TASK
Pull out each line below that contains the word "white" and copy it in full.
--- start GIVEN DATA ---
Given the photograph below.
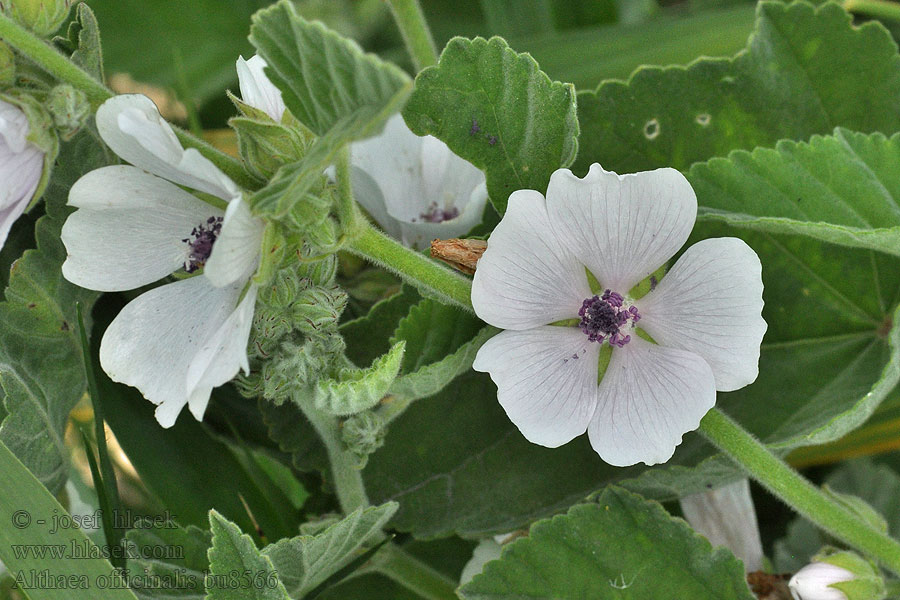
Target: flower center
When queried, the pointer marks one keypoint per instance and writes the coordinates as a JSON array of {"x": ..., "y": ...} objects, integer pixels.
[
  {"x": 436, "y": 214},
  {"x": 201, "y": 241},
  {"x": 603, "y": 318}
]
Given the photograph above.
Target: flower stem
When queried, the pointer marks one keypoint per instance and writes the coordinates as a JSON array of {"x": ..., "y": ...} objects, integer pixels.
[
  {"x": 347, "y": 478},
  {"x": 879, "y": 9},
  {"x": 426, "y": 274},
  {"x": 60, "y": 67},
  {"x": 797, "y": 492},
  {"x": 416, "y": 34}
]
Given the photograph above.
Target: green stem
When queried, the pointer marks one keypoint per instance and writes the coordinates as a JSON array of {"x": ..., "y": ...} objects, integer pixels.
[
  {"x": 413, "y": 574},
  {"x": 797, "y": 492},
  {"x": 428, "y": 275},
  {"x": 60, "y": 67},
  {"x": 879, "y": 9},
  {"x": 416, "y": 34},
  {"x": 348, "y": 483}
]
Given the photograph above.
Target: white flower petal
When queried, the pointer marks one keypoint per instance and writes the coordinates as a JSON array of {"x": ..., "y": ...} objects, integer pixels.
[
  {"x": 546, "y": 380},
  {"x": 132, "y": 126},
  {"x": 129, "y": 228},
  {"x": 257, "y": 90},
  {"x": 710, "y": 303},
  {"x": 526, "y": 277},
  {"x": 650, "y": 396},
  {"x": 622, "y": 227},
  {"x": 235, "y": 254},
  {"x": 221, "y": 356},
  {"x": 151, "y": 344}
]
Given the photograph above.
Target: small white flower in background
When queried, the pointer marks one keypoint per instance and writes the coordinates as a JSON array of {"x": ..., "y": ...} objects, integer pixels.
[
  {"x": 726, "y": 517},
  {"x": 705, "y": 314},
  {"x": 257, "y": 90},
  {"x": 21, "y": 167},
  {"x": 813, "y": 582},
  {"x": 415, "y": 187},
  {"x": 135, "y": 225}
]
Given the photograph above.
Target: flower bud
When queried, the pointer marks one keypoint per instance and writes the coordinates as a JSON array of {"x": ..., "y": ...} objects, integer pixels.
[
  {"x": 43, "y": 17},
  {"x": 21, "y": 165},
  {"x": 837, "y": 576},
  {"x": 69, "y": 108}
]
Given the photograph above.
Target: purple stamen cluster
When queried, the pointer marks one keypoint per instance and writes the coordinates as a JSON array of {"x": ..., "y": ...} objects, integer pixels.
[
  {"x": 603, "y": 317},
  {"x": 201, "y": 241},
  {"x": 437, "y": 214}
]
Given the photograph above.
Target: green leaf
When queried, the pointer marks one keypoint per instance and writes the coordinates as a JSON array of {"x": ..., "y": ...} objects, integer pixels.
[
  {"x": 441, "y": 343},
  {"x": 621, "y": 547},
  {"x": 177, "y": 556},
  {"x": 355, "y": 390},
  {"x": 306, "y": 561},
  {"x": 294, "y": 434},
  {"x": 41, "y": 366},
  {"x": 29, "y": 510},
  {"x": 237, "y": 569},
  {"x": 197, "y": 472},
  {"x": 843, "y": 189},
  {"x": 340, "y": 93},
  {"x": 614, "y": 51},
  {"x": 498, "y": 110},
  {"x": 876, "y": 485},
  {"x": 795, "y": 79}
]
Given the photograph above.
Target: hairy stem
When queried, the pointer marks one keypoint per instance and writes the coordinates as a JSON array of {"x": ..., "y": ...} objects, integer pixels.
[
  {"x": 797, "y": 492},
  {"x": 416, "y": 34},
  {"x": 413, "y": 574},
  {"x": 60, "y": 67}
]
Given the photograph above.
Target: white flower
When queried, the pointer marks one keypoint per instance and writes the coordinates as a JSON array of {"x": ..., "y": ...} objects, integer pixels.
[
  {"x": 257, "y": 90},
  {"x": 705, "y": 315},
  {"x": 21, "y": 166},
  {"x": 415, "y": 187},
  {"x": 727, "y": 518},
  {"x": 133, "y": 227},
  {"x": 813, "y": 582}
]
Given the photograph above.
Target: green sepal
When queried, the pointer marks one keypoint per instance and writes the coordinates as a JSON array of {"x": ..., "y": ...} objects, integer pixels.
[
  {"x": 69, "y": 108},
  {"x": 43, "y": 17},
  {"x": 7, "y": 66},
  {"x": 354, "y": 390}
]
--- end GIVEN DATA ---
TASK OUTPUT
Target: white flower petal
Target: small white flower in background
Target: white flower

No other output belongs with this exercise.